» Work request
A verbatim reproduction of the lines below, from the line containing "Target: dark wet hair" through the line containing "Target: red swimsuit", both ends included, is the whole required output.

» Task inputs
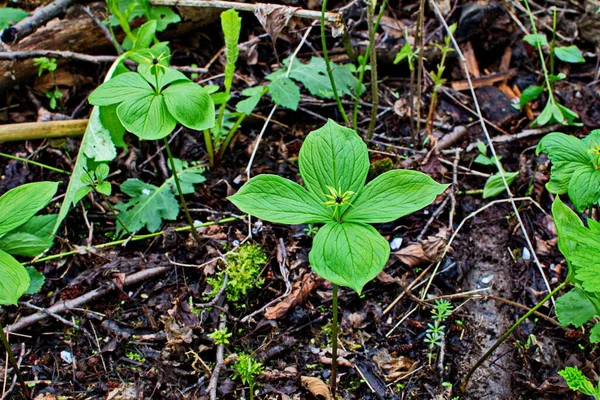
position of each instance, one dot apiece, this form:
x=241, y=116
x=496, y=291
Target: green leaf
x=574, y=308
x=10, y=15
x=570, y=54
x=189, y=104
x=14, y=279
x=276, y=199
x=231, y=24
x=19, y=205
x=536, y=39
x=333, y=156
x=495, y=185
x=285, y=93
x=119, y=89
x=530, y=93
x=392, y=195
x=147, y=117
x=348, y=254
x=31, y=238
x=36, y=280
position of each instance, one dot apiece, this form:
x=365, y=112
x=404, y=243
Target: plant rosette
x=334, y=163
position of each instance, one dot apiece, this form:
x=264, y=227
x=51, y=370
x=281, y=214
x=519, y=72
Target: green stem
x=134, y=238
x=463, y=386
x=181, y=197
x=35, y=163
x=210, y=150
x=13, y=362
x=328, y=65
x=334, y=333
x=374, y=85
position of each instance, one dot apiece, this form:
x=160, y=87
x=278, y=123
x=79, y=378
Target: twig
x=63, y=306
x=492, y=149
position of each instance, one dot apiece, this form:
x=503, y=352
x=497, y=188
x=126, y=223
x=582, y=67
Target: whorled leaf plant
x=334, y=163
* * *
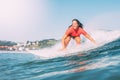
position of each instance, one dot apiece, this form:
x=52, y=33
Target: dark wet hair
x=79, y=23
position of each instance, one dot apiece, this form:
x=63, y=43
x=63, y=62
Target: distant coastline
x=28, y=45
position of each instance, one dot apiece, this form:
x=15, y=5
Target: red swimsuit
---
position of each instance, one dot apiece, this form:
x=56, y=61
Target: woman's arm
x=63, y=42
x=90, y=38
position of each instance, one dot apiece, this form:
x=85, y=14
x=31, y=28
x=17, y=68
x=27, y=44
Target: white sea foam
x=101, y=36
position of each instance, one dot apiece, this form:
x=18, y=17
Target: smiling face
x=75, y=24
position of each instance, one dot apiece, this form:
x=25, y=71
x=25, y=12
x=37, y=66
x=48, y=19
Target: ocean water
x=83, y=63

» Output of the exercise
Target: dark wet hair
x=79, y=23
position of each instance, one dot apiece, this form:
x=63, y=43
x=63, y=62
Target: distant coastline
x=28, y=45
position of each instance, one dot apiece, this form:
x=15, y=5
Target: red swimsuit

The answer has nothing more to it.